#### Instructions to follow
When the word "muddy" shows up in a line of the data below, copy that whole line.

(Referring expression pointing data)

------------------------------------------------

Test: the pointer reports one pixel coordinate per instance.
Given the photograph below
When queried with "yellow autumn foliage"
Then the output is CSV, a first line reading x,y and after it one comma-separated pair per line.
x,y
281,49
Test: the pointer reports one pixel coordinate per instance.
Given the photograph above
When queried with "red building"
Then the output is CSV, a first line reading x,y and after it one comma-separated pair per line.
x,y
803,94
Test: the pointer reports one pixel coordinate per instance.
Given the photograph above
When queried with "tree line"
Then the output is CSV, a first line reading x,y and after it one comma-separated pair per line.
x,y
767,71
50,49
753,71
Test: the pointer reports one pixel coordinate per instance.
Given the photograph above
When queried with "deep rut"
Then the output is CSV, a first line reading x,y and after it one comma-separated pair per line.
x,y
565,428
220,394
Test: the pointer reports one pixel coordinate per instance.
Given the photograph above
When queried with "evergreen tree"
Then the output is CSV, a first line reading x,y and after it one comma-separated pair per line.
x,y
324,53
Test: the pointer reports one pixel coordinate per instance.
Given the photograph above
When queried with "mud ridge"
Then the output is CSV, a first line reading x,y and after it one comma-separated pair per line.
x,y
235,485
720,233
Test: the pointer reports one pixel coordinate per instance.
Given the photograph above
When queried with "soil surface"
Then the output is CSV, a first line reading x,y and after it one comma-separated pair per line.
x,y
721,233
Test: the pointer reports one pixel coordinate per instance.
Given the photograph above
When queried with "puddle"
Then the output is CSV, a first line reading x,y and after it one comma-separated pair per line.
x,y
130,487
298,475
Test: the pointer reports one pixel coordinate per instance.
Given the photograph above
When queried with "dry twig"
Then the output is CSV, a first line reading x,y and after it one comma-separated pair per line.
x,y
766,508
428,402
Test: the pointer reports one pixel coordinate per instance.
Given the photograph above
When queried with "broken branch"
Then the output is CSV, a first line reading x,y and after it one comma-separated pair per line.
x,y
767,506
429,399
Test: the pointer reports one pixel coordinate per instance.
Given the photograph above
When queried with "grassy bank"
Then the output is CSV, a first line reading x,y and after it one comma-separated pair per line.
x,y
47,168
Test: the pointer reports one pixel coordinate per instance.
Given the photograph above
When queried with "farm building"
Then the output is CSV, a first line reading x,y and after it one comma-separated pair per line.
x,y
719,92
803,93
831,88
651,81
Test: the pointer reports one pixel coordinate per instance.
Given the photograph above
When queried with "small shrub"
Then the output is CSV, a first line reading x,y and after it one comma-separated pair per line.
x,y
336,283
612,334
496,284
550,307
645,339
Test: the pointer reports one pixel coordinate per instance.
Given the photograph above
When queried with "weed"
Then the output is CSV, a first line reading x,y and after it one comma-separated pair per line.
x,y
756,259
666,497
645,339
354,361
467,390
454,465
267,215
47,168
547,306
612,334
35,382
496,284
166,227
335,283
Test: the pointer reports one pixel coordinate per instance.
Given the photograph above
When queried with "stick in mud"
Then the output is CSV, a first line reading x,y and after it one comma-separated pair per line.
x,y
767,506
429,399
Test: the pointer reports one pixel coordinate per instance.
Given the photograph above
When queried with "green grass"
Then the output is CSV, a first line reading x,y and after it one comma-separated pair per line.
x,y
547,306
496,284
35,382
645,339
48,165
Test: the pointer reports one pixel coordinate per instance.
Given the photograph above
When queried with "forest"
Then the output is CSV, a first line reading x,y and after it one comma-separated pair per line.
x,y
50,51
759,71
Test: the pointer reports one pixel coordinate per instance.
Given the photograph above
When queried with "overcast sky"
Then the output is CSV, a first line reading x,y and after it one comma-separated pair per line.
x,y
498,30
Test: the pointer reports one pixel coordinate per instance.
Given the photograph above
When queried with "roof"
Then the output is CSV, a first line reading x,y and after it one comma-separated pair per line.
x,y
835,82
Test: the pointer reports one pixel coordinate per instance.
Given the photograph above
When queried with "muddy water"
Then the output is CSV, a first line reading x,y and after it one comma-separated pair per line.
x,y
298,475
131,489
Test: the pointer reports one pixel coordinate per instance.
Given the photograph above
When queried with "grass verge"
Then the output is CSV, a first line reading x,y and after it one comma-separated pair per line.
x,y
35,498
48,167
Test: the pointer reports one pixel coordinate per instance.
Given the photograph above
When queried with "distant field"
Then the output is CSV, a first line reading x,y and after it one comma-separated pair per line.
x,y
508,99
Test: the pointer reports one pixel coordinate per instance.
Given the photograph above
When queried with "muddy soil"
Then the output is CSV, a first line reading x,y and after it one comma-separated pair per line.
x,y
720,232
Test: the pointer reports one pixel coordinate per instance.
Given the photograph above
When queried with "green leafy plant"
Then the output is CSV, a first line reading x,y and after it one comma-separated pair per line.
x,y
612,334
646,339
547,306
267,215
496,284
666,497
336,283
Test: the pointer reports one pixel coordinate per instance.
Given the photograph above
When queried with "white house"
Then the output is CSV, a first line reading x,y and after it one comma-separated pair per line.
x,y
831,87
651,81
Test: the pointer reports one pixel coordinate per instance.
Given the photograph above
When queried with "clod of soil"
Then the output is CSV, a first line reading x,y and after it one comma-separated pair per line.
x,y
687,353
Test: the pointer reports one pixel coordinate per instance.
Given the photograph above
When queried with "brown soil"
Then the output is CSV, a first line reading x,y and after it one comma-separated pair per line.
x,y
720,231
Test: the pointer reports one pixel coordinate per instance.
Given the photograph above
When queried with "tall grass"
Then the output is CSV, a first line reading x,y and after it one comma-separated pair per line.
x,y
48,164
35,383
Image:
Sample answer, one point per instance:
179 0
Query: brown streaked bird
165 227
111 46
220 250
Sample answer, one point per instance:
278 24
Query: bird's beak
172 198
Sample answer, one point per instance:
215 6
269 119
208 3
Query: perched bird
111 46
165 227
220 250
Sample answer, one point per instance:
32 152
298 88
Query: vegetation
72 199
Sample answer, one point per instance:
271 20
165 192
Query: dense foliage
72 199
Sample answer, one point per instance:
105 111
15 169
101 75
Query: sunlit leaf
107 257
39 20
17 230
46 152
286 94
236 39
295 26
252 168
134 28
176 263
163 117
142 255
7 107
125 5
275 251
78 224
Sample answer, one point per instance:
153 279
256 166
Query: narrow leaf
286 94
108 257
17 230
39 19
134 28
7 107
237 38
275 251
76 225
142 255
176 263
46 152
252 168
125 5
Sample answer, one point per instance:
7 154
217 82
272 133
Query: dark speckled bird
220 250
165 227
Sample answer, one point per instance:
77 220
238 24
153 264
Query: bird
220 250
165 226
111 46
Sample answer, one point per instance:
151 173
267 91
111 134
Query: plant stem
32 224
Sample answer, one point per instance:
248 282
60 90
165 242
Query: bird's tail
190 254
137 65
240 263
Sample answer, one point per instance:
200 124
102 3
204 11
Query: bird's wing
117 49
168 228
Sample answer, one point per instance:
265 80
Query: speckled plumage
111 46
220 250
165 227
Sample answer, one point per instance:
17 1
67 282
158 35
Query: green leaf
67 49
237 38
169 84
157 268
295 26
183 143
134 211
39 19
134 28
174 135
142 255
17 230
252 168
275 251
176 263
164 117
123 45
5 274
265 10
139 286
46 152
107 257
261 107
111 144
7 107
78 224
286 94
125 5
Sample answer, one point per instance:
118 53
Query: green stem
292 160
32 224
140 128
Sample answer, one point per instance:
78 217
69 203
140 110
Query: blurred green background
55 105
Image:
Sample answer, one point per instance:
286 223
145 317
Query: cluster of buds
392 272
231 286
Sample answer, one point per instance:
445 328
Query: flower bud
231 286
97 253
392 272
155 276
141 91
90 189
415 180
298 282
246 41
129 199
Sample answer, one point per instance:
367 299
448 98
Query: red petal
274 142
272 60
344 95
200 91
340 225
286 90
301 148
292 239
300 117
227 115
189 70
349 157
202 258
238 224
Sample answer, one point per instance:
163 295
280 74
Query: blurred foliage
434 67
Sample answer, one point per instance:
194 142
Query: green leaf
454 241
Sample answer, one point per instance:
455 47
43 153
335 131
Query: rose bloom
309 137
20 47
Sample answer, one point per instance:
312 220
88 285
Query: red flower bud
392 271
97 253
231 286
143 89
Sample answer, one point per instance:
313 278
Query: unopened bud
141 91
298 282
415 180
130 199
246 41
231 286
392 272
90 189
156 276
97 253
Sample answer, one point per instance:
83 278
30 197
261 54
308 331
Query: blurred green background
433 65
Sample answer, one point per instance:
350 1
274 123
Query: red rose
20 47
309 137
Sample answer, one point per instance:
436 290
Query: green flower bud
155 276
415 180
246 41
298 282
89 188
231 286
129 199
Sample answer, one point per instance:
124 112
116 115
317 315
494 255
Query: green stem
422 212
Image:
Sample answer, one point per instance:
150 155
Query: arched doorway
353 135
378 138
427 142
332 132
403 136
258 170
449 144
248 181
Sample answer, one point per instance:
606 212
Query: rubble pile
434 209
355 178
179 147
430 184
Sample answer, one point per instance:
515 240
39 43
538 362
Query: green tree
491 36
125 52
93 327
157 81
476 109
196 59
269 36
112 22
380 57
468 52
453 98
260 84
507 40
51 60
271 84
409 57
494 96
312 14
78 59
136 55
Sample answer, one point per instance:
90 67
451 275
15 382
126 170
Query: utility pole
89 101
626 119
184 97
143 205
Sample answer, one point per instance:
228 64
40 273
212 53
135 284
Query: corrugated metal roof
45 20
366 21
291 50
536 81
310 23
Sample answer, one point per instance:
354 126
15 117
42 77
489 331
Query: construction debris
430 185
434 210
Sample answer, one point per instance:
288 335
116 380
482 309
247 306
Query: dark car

------------------------------------------------

#### Output of the task
When queried with "muddy water"
When queried with "muddy soil"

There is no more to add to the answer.